:: ИСХОДНЫЙ ФРАГМЕНТ ::

Среди многочисленных публикаций о. Иоанна на исторические темы, связанные с Церковью и с богословием, совершенно особое место занимают две его исторические монографии «Единство Империи и разделения христиан» (см. выше) и «Византия и Московская Русь»[14]. Эти две книги могут быть расценены как историческое дополнение к исследованиям по Паламе и по христологии. Значение первой из этих двух книг заключается в том, что она посвящена проблеме, затрагивавшейся также и в западных работах по церковной истории (периоду от Халкидонского собора до VII в. — т. е. до Шестого Вселенского собора в Константинополе 680–681 гг.), но на сей раз рассмотренной с православной точки зрения. Отец Иоанн указывает, что универсалистские притязания папства, опиравшиеся на положение о верховенстве апостола Петра, в тот период еще не имели никаких практических последствий и что римский епископ тогда даже еще не обладал статусом «Западного патриарха», так как Западная церковь никогда не собиралась на Вселенский собор, который представлял бы всю «Западную Церковь» в целом. Далее, с православной точки зрения было рассмотрено богословское значение Пятого Вселенского собора. На Западе этот собор часто воспринимают как скрыто–монофизитский. Отец Иоанн показывает, что осуждение «Трех Глав» не подразумевало отвержения антиохийской школы как таковой и что Церковь продолжала признавать богословское значение этой школы с ее акцентом на истории спасения и, следовательно, на человечестве Христа.

:::
:: ЗАПИСИ ДАННЫХ ::

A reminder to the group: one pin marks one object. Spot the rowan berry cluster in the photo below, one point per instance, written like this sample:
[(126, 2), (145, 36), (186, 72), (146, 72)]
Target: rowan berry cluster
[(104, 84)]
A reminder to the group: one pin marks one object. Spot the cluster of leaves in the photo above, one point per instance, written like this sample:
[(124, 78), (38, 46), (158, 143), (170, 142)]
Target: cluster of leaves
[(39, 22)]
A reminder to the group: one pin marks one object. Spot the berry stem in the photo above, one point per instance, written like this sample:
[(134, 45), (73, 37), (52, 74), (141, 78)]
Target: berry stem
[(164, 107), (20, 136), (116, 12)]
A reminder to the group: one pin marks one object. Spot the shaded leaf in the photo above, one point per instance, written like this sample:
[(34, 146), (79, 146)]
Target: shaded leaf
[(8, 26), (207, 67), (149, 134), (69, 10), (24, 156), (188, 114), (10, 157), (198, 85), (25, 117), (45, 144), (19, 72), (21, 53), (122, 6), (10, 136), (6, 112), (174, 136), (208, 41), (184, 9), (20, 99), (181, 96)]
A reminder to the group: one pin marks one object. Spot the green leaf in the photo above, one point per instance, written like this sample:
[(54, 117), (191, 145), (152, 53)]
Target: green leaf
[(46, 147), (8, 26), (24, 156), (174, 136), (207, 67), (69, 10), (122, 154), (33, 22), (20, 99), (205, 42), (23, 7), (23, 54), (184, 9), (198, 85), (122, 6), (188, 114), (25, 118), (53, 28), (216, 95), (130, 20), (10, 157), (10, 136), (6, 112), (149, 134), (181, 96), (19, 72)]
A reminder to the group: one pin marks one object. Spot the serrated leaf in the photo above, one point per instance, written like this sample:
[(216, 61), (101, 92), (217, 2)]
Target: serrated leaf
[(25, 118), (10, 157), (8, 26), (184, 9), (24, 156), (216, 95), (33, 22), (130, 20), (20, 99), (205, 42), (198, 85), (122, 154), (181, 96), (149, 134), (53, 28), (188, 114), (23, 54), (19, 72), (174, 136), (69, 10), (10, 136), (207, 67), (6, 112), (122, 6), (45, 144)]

:::
:: ЗАПИСИ ДАННЫХ ::

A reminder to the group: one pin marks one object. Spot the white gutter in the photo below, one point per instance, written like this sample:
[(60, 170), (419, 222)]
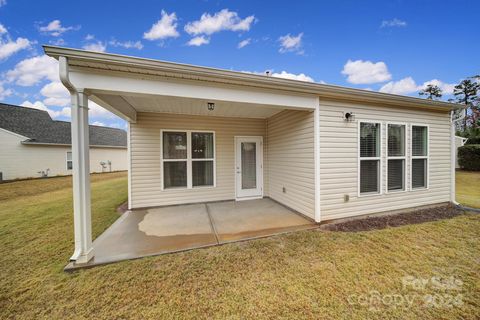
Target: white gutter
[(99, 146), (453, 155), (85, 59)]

:::
:: ЗАПИСИ ДАННЫХ ::

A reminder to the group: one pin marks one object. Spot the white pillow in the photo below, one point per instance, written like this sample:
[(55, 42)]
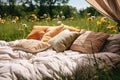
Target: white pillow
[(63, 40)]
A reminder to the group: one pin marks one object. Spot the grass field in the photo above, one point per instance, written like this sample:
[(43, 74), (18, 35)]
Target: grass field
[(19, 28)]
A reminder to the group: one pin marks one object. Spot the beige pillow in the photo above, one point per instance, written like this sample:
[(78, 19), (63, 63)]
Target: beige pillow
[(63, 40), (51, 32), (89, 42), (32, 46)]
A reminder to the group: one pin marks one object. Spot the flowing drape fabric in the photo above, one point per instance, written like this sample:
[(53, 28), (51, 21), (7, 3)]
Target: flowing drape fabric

:::

## [ЗАДАНИЕ A]
Для каждого из утверждений ниже ответьте «да» или «нет», согласуется ли оно с исходным фрагментом о монографиях о. Иоанна, и приведите дословно слова фрагмента, которые это решают.
(i) В рассматриваемый период римский епископ уже обладал статусом «Западного патриарха».
(ii) На Западе Пятый Вселенский собор часто воспринимают как скрыто-монофизитский.
(iii) Осуждение «Трех Глав» подразумевало отвержение антиохийской школы как таковой.
## [ЗАДАНИЕ B]
Продолжите исходный фрагмент о монографиях о. Иоанна, начиная сразу после его последнего предложения.

## [ОЖИДАЕМЫЙ ОТВЕТ A]
(i) Нет: «римский епископ тогда даже еще не обладал статусом «Западного патриарха»».
(ii) Да: «На Западе этот собор часто воспринимают как скрыто–монофизитский».
(iii) Нет: «осуждение «Трех Глав» не подразумевало отвержения антиохийской школы как таковой».

## [ОЖИДАЕМЫЙ ОТВЕТ B]
Работа «Византия и Московская Русь» посвящена политической, культурной и духовной ситуации в Византийской империи в XIV в. и особому влиянию Византийской цивилизации и политики на Русь в этот период. Центральная тема работы — роль исихастского движения в Византии и его связь с Русью. Победа Паламы и его последователей — «не просто победа группы отшельников, которые стремились следовать особой духовной традиции в глуши на Афоне: исход конфликта предопределил позицию и принципы Византийской церкви в целом»[15]. Византийская церковная политика сказалась на севере русских земель, где монастыри, духовное искусство и литература достигли расцвета, невиданного на юге и западе Руси. Великое возрождение искусства (Феофан Грек и Андрей Рублев) связано с исихастским движением, вдохновлявшим монашескую среду вокруг преподобного Сергия. Киприан, «митрополит Киевский и всея Руси» (вторая половина XIV в.) проповедовал против монастырского владения феодальными вотчинами (спор на эту тему между иосифлянами и нестяжателями в XVI в. достигнет своего апогея). Вера во вселенский характер империи и власть ее императора, поощряемая константинопольскими патриархами–исихастами, имела на Русь огромное влияние. Русские осознавали свою принадлежность к культуре Византийской империи, даже после избрания митрополита Ионы (1480), когда Московская церковь стала de facto национальной Церковью.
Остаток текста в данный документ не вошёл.